* GIVEN PROBLEM *
Please locate every line in the items below that contains the word "grass" and copy each of those lines. Treat uppercase and lowercase as different.

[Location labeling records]

⁂

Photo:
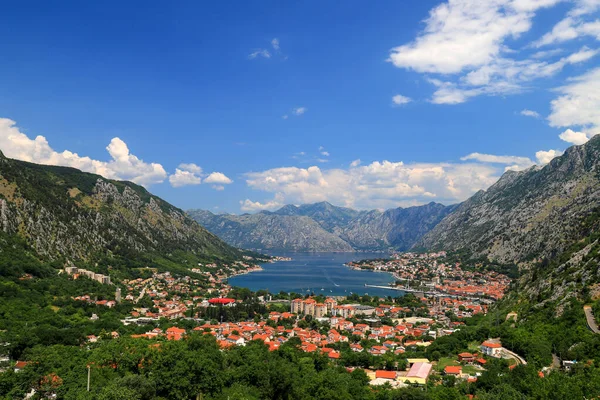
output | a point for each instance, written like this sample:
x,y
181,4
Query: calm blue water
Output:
x,y
316,271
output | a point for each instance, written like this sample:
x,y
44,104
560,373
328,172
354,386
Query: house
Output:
x,y
236,340
418,373
491,348
466,357
391,375
19,365
175,333
455,370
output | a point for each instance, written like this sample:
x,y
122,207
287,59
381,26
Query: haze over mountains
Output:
x,y
324,227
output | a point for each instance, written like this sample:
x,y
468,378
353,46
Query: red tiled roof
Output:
x,y
385,374
452,369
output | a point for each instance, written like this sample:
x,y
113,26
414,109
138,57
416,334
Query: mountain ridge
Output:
x,y
324,227
73,216
526,215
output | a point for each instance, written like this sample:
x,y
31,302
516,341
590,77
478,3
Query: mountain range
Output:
x,y
67,215
322,227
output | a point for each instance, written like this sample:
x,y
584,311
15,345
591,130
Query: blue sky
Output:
x,y
249,106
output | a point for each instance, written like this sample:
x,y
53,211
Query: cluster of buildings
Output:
x,y
77,272
429,273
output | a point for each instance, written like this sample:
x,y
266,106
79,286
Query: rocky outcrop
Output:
x,y
324,227
529,215
65,214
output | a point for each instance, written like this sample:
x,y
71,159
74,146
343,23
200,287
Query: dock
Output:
x,y
429,293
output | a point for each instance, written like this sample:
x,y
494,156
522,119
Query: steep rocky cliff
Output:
x,y
324,227
528,215
66,214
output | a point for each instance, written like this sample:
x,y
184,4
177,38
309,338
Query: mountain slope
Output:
x,y
535,213
268,231
398,228
65,214
324,227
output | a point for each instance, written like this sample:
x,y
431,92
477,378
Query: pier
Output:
x,y
430,293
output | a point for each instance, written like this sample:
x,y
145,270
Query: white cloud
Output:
x,y
323,151
515,163
401,100
191,167
123,165
259,53
502,77
299,110
570,136
465,42
578,104
547,53
218,178
544,157
254,206
185,175
530,113
461,34
275,44
377,185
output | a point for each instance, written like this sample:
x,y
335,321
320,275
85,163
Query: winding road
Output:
x,y
515,356
591,321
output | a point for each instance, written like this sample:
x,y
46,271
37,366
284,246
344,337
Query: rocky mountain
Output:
x,y
324,227
269,231
65,214
533,214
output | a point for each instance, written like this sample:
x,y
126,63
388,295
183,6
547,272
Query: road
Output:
x,y
142,293
591,321
515,356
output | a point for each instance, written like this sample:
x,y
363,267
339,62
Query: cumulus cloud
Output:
x,y
185,175
544,157
123,165
578,104
254,206
570,136
264,53
323,152
461,34
218,178
275,44
401,100
377,185
515,163
464,42
530,113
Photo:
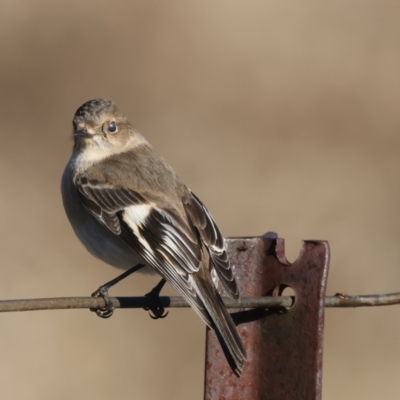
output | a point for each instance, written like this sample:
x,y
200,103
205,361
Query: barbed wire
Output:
x,y
63,303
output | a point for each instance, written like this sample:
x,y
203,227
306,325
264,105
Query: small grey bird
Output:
x,y
128,208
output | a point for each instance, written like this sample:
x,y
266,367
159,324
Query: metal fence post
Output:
x,y
284,347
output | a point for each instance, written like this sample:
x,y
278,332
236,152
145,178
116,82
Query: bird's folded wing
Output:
x,y
161,236
213,240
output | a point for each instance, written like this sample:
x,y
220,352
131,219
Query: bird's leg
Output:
x,y
157,308
102,291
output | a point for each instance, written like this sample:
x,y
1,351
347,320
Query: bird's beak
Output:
x,y
82,133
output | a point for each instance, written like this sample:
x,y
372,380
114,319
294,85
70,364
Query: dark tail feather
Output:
x,y
224,326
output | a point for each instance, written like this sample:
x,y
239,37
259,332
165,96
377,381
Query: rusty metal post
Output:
x,y
284,347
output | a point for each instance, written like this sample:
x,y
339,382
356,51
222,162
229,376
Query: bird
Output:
x,y
129,209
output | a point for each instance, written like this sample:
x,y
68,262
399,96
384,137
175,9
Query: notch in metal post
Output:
x,y
284,346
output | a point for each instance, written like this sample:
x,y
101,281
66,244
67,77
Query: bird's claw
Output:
x,y
157,310
108,310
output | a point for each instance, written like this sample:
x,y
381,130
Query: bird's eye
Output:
x,y
112,127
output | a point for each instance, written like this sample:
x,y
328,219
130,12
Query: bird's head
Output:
x,y
99,126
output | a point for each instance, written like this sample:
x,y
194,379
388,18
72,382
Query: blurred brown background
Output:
x,y
280,115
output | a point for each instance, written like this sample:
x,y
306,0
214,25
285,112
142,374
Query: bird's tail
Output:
x,y
222,323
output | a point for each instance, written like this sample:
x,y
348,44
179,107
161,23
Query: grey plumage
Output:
x,y
127,206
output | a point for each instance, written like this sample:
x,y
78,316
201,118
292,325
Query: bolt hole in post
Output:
x,y
285,291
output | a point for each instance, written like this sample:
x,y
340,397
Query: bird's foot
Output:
x,y
108,310
157,310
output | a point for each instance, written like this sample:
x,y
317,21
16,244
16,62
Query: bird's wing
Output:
x,y
161,236
165,240
213,240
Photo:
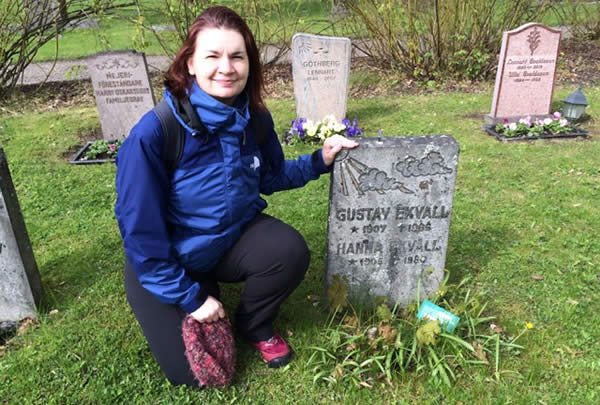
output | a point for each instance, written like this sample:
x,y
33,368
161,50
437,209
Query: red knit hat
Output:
x,y
210,350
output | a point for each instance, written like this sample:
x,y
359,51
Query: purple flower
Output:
x,y
298,127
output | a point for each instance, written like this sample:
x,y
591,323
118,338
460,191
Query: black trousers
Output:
x,y
270,256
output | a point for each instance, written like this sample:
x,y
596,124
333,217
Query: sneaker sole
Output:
x,y
280,361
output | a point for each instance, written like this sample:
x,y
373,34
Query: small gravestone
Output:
x,y
321,70
20,283
122,90
389,216
525,76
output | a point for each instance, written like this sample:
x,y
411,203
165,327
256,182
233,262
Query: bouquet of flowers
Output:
x,y
304,130
528,127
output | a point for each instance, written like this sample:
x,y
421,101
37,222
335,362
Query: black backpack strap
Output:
x,y
174,134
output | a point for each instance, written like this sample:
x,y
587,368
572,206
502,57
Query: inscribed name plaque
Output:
x,y
525,76
122,90
321,70
20,283
389,215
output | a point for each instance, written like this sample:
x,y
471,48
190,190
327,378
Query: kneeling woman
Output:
x,y
188,228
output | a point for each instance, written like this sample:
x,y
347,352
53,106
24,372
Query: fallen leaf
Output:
x,y
427,333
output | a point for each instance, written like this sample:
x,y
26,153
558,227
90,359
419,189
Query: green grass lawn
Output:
x,y
520,210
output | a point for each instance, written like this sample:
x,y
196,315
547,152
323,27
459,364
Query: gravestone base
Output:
x,y
389,217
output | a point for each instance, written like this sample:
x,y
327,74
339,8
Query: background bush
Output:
x,y
427,39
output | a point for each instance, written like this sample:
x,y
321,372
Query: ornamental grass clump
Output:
x,y
307,131
526,127
370,349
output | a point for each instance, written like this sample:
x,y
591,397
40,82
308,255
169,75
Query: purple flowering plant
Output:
x,y
529,127
304,130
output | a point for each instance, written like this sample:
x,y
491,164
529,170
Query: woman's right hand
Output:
x,y
212,310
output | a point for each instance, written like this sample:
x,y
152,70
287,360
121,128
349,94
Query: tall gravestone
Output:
x,y
122,90
20,283
321,70
525,76
389,217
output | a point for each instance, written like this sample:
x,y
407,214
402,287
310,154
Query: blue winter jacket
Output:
x,y
184,221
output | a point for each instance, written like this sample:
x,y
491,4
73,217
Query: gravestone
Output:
x,y
321,70
525,75
122,90
389,216
20,283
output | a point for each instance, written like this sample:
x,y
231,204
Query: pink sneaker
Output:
x,y
275,351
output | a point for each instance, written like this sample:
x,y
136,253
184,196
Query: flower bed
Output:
x,y
527,129
100,151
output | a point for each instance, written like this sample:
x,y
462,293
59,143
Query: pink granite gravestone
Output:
x,y
525,76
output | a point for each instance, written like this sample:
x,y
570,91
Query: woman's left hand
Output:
x,y
333,145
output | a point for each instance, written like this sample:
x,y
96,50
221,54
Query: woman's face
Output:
x,y
220,63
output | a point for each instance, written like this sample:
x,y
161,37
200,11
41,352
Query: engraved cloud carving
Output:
x,y
430,165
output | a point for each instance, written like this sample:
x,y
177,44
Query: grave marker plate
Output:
x,y
122,90
525,76
321,70
389,216
20,283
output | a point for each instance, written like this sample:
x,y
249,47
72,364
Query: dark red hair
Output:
x,y
178,79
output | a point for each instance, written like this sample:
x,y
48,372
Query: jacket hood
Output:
x,y
216,116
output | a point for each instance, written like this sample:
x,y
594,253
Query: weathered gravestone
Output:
x,y
525,76
389,216
20,283
122,90
321,70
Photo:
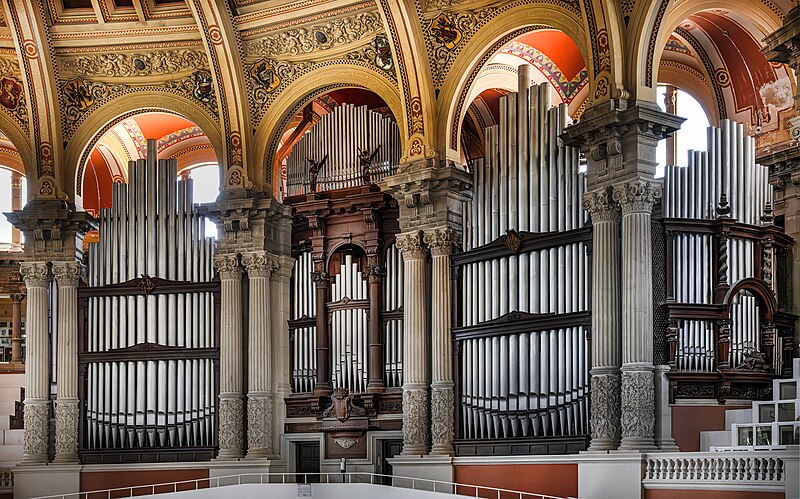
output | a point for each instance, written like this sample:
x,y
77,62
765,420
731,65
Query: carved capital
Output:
x,y
228,267
637,196
35,274
600,206
441,242
411,246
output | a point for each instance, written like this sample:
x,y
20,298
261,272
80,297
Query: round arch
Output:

⁂

* TASK ANSWER *
Query: green grass lawn
Query: ornamental grass clump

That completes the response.